* Written instruction *
What is needed is an exact repeat of the lines from the line containing "like (453, 39)." through the final line of the entries below, and nothing else.

== Provided data

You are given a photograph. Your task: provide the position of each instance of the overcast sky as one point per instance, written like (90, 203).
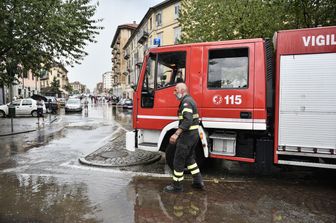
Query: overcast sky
(114, 13)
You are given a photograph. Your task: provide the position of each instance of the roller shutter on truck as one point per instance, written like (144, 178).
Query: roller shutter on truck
(305, 96)
(307, 103)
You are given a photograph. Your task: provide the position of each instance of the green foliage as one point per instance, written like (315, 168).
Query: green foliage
(55, 85)
(68, 88)
(214, 20)
(35, 34)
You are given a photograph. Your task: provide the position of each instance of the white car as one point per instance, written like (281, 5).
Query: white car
(25, 106)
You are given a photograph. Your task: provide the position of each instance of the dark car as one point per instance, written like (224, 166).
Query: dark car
(128, 104)
(51, 104)
(73, 105)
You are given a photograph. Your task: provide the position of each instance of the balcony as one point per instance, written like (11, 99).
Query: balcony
(126, 56)
(143, 37)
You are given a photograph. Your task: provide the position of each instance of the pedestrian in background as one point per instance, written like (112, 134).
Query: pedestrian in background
(40, 105)
(86, 106)
(186, 139)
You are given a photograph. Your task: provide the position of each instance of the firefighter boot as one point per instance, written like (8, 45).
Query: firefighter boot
(175, 187)
(198, 181)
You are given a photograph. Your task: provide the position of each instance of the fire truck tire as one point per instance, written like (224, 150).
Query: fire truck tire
(264, 156)
(170, 154)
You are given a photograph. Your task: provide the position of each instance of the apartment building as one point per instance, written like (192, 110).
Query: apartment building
(26, 86)
(107, 81)
(58, 72)
(161, 22)
(119, 65)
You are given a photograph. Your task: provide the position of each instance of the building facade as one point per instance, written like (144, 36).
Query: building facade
(160, 22)
(59, 73)
(119, 64)
(107, 81)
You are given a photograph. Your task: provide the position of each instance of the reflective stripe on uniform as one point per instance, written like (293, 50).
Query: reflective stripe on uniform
(194, 171)
(178, 174)
(194, 116)
(187, 110)
(193, 168)
(193, 127)
(178, 178)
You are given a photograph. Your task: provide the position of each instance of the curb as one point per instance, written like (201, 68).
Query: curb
(27, 131)
(16, 133)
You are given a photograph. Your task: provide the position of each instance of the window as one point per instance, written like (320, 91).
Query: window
(147, 91)
(158, 19)
(160, 36)
(27, 103)
(228, 68)
(177, 34)
(176, 11)
(171, 69)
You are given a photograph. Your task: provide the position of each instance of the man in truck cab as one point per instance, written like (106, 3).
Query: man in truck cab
(186, 138)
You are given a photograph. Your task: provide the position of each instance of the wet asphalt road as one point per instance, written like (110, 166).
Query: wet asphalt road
(42, 181)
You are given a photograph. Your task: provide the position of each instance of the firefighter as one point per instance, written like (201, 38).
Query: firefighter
(186, 138)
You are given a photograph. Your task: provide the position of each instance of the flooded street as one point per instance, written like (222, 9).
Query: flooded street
(41, 180)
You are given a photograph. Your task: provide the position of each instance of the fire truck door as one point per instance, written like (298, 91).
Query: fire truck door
(158, 105)
(228, 86)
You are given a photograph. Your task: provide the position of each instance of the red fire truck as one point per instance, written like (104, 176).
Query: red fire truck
(259, 101)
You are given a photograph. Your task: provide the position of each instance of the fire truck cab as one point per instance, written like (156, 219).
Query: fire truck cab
(250, 109)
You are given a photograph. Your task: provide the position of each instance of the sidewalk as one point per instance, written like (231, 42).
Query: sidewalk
(21, 125)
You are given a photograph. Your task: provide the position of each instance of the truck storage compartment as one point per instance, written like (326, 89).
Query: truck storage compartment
(307, 106)
(224, 143)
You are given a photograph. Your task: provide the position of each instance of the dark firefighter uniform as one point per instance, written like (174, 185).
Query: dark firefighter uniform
(186, 144)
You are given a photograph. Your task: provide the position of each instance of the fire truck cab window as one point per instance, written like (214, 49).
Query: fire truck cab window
(147, 91)
(228, 68)
(171, 69)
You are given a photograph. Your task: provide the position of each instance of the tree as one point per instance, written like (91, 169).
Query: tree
(35, 34)
(213, 20)
(55, 85)
(68, 88)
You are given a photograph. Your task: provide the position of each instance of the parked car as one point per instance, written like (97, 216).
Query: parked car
(25, 106)
(128, 104)
(73, 105)
(51, 104)
(61, 101)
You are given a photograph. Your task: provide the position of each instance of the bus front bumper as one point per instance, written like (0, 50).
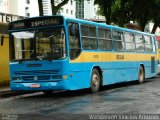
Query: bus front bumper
(39, 86)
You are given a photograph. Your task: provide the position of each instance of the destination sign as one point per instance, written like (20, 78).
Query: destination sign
(36, 22)
(6, 18)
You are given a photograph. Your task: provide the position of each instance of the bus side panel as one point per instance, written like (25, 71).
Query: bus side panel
(4, 61)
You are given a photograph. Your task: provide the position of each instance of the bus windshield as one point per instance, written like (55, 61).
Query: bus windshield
(41, 44)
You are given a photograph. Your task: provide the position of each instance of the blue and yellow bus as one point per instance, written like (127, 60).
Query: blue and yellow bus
(57, 53)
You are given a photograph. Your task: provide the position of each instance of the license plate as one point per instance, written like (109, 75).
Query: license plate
(35, 85)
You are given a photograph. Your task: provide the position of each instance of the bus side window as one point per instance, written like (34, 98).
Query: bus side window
(2, 40)
(74, 40)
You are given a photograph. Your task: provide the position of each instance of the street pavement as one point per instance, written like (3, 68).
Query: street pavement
(120, 99)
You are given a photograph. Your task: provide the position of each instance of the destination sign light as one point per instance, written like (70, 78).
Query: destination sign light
(36, 22)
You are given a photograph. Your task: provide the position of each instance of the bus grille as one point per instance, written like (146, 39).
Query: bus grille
(30, 78)
(38, 72)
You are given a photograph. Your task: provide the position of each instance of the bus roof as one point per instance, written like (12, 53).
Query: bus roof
(108, 26)
(74, 20)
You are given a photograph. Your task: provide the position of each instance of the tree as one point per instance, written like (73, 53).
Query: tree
(105, 8)
(56, 5)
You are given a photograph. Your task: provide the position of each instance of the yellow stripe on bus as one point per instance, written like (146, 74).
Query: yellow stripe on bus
(112, 57)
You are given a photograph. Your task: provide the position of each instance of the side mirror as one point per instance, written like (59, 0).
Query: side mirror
(2, 40)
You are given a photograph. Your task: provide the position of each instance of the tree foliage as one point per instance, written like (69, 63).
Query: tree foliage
(123, 11)
(56, 5)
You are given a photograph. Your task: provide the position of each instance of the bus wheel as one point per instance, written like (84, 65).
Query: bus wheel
(141, 75)
(95, 81)
(47, 92)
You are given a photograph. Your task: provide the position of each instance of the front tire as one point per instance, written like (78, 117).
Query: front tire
(95, 81)
(141, 75)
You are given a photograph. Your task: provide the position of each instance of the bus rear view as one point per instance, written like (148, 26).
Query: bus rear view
(38, 54)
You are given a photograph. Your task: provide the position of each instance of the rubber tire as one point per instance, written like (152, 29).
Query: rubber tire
(95, 81)
(141, 75)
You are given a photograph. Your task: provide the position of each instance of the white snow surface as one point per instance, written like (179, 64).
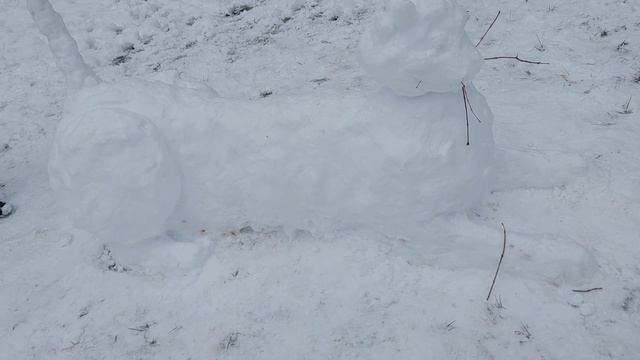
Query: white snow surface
(62, 45)
(567, 190)
(127, 155)
(132, 156)
(421, 47)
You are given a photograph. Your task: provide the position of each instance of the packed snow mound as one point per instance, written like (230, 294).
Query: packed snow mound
(416, 48)
(386, 162)
(114, 172)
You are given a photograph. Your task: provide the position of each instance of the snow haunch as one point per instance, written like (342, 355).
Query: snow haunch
(136, 158)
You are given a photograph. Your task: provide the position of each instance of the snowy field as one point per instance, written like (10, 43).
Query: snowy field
(566, 185)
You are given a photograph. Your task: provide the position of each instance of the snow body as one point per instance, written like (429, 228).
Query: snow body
(134, 159)
(387, 162)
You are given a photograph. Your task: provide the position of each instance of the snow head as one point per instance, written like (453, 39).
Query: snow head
(114, 172)
(416, 49)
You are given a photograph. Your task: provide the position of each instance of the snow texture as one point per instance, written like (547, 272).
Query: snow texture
(421, 47)
(131, 156)
(62, 45)
(567, 188)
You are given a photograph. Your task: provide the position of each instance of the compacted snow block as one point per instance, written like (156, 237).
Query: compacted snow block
(418, 48)
(136, 158)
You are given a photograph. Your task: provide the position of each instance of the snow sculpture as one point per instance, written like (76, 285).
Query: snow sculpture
(135, 158)
(415, 50)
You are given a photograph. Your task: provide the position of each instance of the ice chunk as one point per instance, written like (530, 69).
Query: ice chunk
(416, 49)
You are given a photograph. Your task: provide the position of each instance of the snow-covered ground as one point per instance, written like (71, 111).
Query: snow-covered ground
(567, 188)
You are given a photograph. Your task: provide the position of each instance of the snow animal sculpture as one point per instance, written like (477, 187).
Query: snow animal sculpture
(133, 159)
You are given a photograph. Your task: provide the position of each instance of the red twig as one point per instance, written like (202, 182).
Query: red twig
(517, 58)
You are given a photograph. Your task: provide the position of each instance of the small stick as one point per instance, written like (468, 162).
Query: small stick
(466, 112)
(490, 26)
(517, 58)
(588, 290)
(504, 247)
(466, 94)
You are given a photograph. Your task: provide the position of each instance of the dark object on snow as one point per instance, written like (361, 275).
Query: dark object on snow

====

* Response to this exercise *
You are given a photograph. Your task: provide the position of each instance of the snow head as one point per instance, written like (453, 39).
Query: snow head
(114, 172)
(416, 49)
You are given a photograph. Your task: provide the position of each instance of the snow texture as one point per instance, written like (547, 272).
Query: snow texture
(421, 47)
(131, 156)
(62, 45)
(567, 188)
You are given a photograph. Your task: provide the position of each instance of the compacted snow block as one point per instance, written like (156, 237).
Query: compacted snow block
(418, 48)
(136, 158)
You are given a photograph. Your task: provide the position of each instance of the snow sculpture as one point per instance, written like (76, 285).
Query: snow sculpture
(135, 158)
(415, 50)
You are given a photograph. Your task: provide the position of each instance of the ice chunk as one point per instance, written like (530, 69).
Query: ice chunk
(416, 49)
You are given a photograph. Your task: provide the position of each instance of the snow-covered ground as one point per instance, written like (71, 111).
Query: snow-covered ground
(567, 188)
You are given a photograph. Your task: provide the position of each instance of the snow animal sculpture as one point per instance, written like (477, 187).
Query: snow animal sculpture
(133, 159)
You are given a photograph. Your task: provide the position of each instance of the red twig as one point per instance, written like (202, 182).
Query: red twig
(517, 58)
You are given a photograph. Your task: provide the position of each instance of the small stick as one point per instance, written like (468, 162).
Query: small stick
(466, 112)
(490, 26)
(517, 58)
(588, 290)
(504, 247)
(466, 94)
You are given a photograph. Your task: provide the position of each instance of the dark object on snow as one point per instance, written like (361, 275).
Query: dark object on snow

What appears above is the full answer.